◆ **Page text**:

++++

Consider the following Ruby method:
def increment(value)
return if value >= 999
value + 1
end
What value gets returned to the caller from this method if the return statement executes?
From running this code myself, it appears that nil is returned. But is it always guaranteed to be the case that a return with no argument specified implicitly returns nil? Is this behavior documented somewhere? Is the behavior Ruby language version-dependent?
I checked several of the various sites linked to from https://www.ruby-lang.org/en/documentation/, including http://www.ruby-doc.org/docs/ProgrammingRuby/, without locating a definitive answer.
return is a Ruby keyword. From the documentation:
return Exits a method. See methods. If met in top-level scope, immediately stops interpretation of the current file.
From the return values section of the methods documentation:
By default, a method returns the last expression that was evaluated in the body of the method. ... The return keyword can be used to make it explicit that a method returns a value.
From The Ruby Programming Language by David Flanagan and Yukihiro Matsumoto (creator of the Ruby programming language), chapter 5.5.1 return:
return may optionally be followed by an expression, or a comma-separated list of expressions. If there is no expression, then the return value of the method is nil. If there is one expression, then the value of that expression becomes the return value of the method. If there is more than one expression after the return keyword, then the return value of the method is an array containing the values of those expressions.

++++

◆ **List of tasks**:
A: According to the Ruby thread, what does a method return by default?
B: Write out the Ruby thread from "return if value" up to and including "the current file.", with "interpretation" replaced by "execution".
C: Translate this sentence from the Ruby thread into Spanish: "If there is no expression, then the return value of the method is nil."

++++

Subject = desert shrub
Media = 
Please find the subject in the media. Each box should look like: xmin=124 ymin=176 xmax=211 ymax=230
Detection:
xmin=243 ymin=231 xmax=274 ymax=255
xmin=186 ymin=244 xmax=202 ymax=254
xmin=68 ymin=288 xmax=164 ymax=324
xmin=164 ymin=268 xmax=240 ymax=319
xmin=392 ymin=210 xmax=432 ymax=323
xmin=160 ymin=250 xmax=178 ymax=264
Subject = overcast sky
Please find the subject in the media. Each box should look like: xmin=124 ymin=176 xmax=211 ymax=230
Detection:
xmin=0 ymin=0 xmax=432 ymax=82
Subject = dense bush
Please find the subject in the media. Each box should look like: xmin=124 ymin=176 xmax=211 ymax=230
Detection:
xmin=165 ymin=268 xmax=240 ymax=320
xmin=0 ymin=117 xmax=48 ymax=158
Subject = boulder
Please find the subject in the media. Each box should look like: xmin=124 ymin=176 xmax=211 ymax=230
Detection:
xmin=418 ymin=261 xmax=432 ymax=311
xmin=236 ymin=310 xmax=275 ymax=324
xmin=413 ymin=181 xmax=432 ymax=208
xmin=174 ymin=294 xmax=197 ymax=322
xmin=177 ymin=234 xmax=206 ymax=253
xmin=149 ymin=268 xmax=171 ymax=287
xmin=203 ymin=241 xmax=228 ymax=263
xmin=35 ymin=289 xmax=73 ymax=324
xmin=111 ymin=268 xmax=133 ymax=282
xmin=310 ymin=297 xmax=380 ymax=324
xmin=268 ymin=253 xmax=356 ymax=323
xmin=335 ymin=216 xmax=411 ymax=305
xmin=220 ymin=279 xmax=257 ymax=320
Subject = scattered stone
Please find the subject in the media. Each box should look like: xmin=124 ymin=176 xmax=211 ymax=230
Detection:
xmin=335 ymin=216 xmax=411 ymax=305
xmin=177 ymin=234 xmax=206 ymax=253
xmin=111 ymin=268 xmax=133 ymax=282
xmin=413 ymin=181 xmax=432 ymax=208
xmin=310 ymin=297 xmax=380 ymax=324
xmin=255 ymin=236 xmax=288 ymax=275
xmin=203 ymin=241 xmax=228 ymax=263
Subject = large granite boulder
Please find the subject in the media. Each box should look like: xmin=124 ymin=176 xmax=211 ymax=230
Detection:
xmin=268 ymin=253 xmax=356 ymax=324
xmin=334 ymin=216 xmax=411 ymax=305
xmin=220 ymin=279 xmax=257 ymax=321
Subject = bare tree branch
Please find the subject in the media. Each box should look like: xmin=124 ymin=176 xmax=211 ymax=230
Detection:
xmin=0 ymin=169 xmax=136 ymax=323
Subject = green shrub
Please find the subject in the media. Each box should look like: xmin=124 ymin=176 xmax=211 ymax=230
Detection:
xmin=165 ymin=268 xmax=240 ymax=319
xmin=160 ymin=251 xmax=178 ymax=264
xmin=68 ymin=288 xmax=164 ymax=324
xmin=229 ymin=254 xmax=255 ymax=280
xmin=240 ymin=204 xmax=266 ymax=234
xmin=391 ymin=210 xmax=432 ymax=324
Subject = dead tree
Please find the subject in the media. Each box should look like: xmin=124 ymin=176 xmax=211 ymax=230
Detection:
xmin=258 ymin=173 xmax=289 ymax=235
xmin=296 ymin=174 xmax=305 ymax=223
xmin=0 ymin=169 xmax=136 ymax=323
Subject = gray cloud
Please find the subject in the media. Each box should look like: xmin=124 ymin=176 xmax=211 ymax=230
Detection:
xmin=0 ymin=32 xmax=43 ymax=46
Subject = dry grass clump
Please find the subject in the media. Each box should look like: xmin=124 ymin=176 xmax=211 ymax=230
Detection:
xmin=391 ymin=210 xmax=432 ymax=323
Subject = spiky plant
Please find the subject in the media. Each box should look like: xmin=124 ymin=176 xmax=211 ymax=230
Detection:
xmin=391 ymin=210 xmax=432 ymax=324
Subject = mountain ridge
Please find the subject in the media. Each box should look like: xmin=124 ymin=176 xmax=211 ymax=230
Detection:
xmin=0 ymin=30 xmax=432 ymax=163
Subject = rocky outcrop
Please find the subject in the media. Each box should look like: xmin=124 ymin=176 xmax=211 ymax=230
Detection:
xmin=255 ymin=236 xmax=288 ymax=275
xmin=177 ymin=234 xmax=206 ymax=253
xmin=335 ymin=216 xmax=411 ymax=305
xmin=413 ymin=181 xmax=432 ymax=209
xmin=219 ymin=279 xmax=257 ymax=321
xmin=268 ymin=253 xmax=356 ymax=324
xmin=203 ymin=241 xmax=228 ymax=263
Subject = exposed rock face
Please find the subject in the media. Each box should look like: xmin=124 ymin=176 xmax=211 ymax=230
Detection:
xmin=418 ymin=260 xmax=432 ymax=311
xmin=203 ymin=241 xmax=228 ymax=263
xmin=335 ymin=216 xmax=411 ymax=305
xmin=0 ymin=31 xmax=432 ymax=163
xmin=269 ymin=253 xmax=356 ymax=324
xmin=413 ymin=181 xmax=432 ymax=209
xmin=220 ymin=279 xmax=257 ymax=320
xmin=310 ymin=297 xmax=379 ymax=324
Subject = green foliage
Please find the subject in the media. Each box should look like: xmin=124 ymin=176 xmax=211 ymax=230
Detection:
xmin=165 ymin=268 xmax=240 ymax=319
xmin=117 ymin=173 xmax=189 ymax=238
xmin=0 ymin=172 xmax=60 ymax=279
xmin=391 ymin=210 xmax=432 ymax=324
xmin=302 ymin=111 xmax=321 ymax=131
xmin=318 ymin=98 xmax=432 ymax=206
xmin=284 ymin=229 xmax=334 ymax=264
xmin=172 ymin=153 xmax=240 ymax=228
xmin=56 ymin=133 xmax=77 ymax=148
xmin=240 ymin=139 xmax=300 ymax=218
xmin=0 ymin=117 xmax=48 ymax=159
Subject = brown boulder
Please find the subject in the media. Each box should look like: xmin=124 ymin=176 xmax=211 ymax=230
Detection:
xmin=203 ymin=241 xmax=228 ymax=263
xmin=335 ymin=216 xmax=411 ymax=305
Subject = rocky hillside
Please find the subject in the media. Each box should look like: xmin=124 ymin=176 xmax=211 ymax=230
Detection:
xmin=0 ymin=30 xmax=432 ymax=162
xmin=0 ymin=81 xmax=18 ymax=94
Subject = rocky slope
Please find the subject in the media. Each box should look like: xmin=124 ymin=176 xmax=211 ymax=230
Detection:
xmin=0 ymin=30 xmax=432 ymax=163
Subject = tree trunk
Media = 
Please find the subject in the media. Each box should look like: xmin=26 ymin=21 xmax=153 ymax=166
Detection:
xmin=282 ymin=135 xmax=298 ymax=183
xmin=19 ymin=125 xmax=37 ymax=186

++++

◆ **Answers in order**:
A: The last expression that was evaluated in the body of the method.

B:
return if value >= 999
value + 1
end
What value gets returned to the caller from this method if the return statement executes?
From running this code myself, it appears that nil is returned. But is it always guaranteed to be the case that a return with no argument specified implicitly returns nil? Is this behavior documented somewhere? Is the behavior Ruby language version-dependent?
I checked several of the various sites linked to from https://www.ruby-lang.org/en/documentation/, including http://www.ruby-doc.org/docs/ProgrammingRuby/, without locating a definitive answer.
return is a Ruby keyword. From the documentation:
return Exits a method. See methods. If met in top-level scope, immediately stops execution of the current file.

C: Si no hay ninguna expresión, entonces el valor de retorno del método es nil.